[BEGIN Records for this exercise]
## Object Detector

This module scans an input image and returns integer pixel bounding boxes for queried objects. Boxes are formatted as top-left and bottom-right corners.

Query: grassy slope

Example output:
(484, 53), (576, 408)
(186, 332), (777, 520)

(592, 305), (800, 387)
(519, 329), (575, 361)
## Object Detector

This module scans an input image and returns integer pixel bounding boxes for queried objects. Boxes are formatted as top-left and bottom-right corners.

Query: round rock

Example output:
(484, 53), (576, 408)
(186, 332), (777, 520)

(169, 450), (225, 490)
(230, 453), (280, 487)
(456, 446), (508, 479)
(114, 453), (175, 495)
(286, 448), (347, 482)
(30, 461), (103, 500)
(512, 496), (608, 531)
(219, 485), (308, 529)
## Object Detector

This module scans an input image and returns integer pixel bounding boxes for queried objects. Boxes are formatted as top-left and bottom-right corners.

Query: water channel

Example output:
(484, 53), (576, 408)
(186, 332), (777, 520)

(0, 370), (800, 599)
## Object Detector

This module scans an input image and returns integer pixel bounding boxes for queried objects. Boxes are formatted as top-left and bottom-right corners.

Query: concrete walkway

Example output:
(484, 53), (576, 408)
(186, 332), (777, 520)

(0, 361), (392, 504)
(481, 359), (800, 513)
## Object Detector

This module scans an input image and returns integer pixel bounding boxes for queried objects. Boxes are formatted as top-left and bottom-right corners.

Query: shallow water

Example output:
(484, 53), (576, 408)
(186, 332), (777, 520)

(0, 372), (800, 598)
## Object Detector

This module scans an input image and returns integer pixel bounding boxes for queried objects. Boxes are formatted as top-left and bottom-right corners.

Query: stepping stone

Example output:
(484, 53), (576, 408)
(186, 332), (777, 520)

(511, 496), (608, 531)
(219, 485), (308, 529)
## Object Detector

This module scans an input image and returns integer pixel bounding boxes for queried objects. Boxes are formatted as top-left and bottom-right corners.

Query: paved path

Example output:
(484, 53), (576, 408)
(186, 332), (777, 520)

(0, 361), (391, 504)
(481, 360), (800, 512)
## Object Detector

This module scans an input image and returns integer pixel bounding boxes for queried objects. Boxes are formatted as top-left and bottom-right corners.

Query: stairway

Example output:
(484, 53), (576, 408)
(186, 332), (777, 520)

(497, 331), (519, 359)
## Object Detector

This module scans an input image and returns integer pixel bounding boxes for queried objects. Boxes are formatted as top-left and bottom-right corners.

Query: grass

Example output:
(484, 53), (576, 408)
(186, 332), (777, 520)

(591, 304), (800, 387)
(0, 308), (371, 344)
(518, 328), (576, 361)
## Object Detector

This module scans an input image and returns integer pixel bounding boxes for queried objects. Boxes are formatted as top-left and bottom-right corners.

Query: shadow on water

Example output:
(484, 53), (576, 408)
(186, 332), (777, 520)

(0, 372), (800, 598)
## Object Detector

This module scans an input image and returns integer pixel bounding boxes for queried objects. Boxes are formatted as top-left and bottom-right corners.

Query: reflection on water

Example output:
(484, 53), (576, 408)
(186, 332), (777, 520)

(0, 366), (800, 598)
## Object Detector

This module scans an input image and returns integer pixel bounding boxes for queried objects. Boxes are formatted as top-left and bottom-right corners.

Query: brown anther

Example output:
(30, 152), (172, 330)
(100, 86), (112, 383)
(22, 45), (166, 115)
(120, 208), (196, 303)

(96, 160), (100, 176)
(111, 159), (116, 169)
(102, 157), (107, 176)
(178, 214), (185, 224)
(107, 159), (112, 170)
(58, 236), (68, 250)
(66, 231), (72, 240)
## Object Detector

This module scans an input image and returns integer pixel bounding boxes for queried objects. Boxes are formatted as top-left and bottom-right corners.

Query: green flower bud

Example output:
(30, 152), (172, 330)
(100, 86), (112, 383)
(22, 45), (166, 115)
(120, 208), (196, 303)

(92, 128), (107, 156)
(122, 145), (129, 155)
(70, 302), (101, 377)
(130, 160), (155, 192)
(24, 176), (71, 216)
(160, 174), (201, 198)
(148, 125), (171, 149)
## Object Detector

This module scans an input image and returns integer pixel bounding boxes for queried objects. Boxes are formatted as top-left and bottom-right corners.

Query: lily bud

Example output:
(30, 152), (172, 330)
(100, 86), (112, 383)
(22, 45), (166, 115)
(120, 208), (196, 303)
[END Records for this exercise]
● What to produce:
Express the data above as a Markdown table with the columns "Row" and "Line": number each non-blank line in order and put its text in the second column, leaving blank lines out.

● Answer to the problem:
| Row | Line |
|---|---|
| 1 | ## Object Detector |
| 2 | This module scans an input image and returns integer pixel bounding boxes for queried objects. Boxes are formatted as top-left and bottom-right corners. |
| 3 | Query: grassy slope |
| 4 | Example output: |
| 5 | (484, 53), (576, 408) |
| 6 | (186, 332), (777, 520) |
| 7 | (592, 305), (800, 387) |
| 8 | (519, 329), (575, 361) |
| 9 | ## Object Detector |
| 10 | This module scans an input image and returns integer pixel bounding boxes for queried objects. Boxes are formatted as top-left and bottom-right corners. |
| 11 | Query: round rock |
| 12 | Example output: |
| 13 | (484, 53), (576, 408) |
| 14 | (186, 332), (777, 520) |
| 15 | (169, 450), (225, 490) |
| 16 | (230, 453), (280, 487) |
| 17 | (456, 446), (508, 479) |
| 18 | (114, 453), (175, 495) |
| 19 | (286, 448), (347, 482) |
| 20 | (30, 461), (103, 500) |
| 21 | (512, 496), (608, 531) |
| 22 | (219, 485), (308, 529) |
| 23 | ## Object Detector |
| 24 | This module scans an input image and returns integer pixel bounding boxes for queried objects. Boxes are formatted as top-left and bottom-right corners. |
| 25 | Query: water channel |
| 26 | Example output: |
| 27 | (484, 53), (576, 408) |
| 28 | (186, 332), (777, 520) |
| 29 | (0, 370), (800, 599) |
| 30 | ## Object Detector |
| 31 | This module scans an input image and returns integer pixel bounding boxes for queried objects. Boxes are formatted as top-left and bottom-right corners. |
| 32 | Query: concrete walkway |
| 33 | Example output: |
| 34 | (484, 53), (576, 408) |
| 35 | (186, 332), (777, 520) |
| 36 | (0, 361), (392, 504) |
| 37 | (481, 359), (800, 513) |
| 38 | ## Object Detector |
| 39 | This module scans an input image and returns integer pixel bounding boxes for queried objects. Boxes are formatted as top-left and bottom-right corners. |
| 40 | Query: shallow water |
| 41 | Example output: |
| 42 | (484, 53), (576, 408) |
| 43 | (186, 332), (777, 520) |
| 44 | (0, 372), (800, 598) |
| 45 | ## Object Detector |
| 46 | This module scans an input image and returns integer pixel bounding boxes for queried objects. Boxes are formatted as top-left and bottom-right corners. |
| 47 | Query: stepping stone |
| 48 | Example output: |
| 49 | (484, 53), (576, 408) |
| 50 | (186, 332), (777, 520) |
| 51 | (511, 496), (608, 531) |
| 52 | (219, 485), (308, 529) |
| 53 | ## Object Detector |
| 54 | This module scans an input image and returns integer pixel bounding boxes for queried objects. Boxes are formatted as top-left and bottom-right corners. |
| 55 | Query: paved path |
| 56 | Example output: |
| 57 | (484, 53), (576, 408) |
| 58 | (186, 332), (777, 520) |
| 59 | (0, 361), (391, 504) |
| 60 | (481, 360), (800, 512) |
| 61 | ## Object Detector |
| 62 | This module scans an input image and returns integer pixel bounding boxes for queried objects. Boxes are formatted as top-left and bottom-right corners. |
| 63 | Query: stairway |
| 64 | Example output: |
| 65 | (484, 53), (576, 408) |
| 66 | (186, 332), (777, 520) |
| 67 | (497, 331), (519, 359) |
| 68 | ## Object Detector |
| 69 | This module scans an input image and returns integer pixel bounding boxes for queried objects. Boxes are formatted as top-left and bottom-right corners. |
| 70 | Query: grass |
| 71 | Example output: |
| 72 | (484, 53), (576, 408) |
| 73 | (186, 332), (777, 520) |
| 74 | (591, 304), (800, 387) |
| 75 | (0, 308), (371, 344) |
| 76 | (518, 328), (576, 361) |
| 77 | ## Object Detector |
| 78 | This module scans an input image and returns integer pixel bounding boxes for queried objects. Boxes are formatted as top-left and bottom-right corners. |
| 79 | Query: shadow on water |
| 80 | Example output: |
| 81 | (484, 53), (576, 408) |
| 82 | (186, 332), (777, 520) |
| 83 | (0, 372), (800, 598) |
| 84 | ## Object Detector |
| 85 | This module scans an input image and returns integer pixel bounding boxes for queried objects. Boxes are formatted as top-left and bottom-right corners. |
| 86 | Query: reflection on water |
| 87 | Example output: |
| 88 | (484, 53), (576, 408) |
| 89 | (186, 332), (777, 520) |
| 90 | (0, 366), (800, 598) |
| 91 | ## Object Detector |
| 92 | This module scans an input image and returns integer pixel bounding boxes for queried objects. Boxes are formatted as top-left and bottom-right corners. |
| 93 | Query: brown anther |
| 94 | Example output: |
| 95 | (30, 152), (172, 330) |
| 96 | (100, 86), (112, 383) |
| 97 | (22, 45), (166, 115) |
| 98 | (120, 208), (196, 303) |
| 99 | (96, 160), (100, 176) |
| 100 | (111, 159), (116, 169) |
| 101 | (102, 157), (107, 176) |
| 102 | (178, 214), (185, 224) |
| 103 | (107, 159), (112, 170) |
| 104 | (58, 236), (68, 250) |
| 105 | (66, 231), (72, 240) |
| 106 | ## Object Detector |
| 107 | This module scans an input image and returns integer pixel bounding boxes for queried objects. Boxes are formatted as top-left and bottom-right corners. |
| 108 | Query: green flower bud |
| 109 | Example output: |
| 110 | (30, 152), (172, 330) |
| 111 | (100, 86), (112, 383) |
| 112 | (22, 45), (166, 115) |
| 113 | (120, 208), (196, 303) |
| 114 | (92, 128), (107, 156) |
| 115 | (122, 145), (129, 155) |
| 116 | (70, 302), (101, 377) |
| 117 | (130, 160), (155, 192) |
| 118 | (24, 176), (71, 216) |
| 119 | (160, 174), (201, 198) |
| 120 | (148, 125), (171, 149) |
| 121 | ## Object Detector |
| 122 | This module scans an input image and returns integer pixel bounding boxes for queried objects. Boxes are formatted as top-left and bottom-right corners. |
| 123 | Query: lily bud |
| 124 | Example output: |
| 125 | (30, 152), (172, 330) |
| 126 | (100, 86), (112, 383) |
| 127 | (22, 45), (166, 115) |
| 128 | (120, 208), (196, 303) |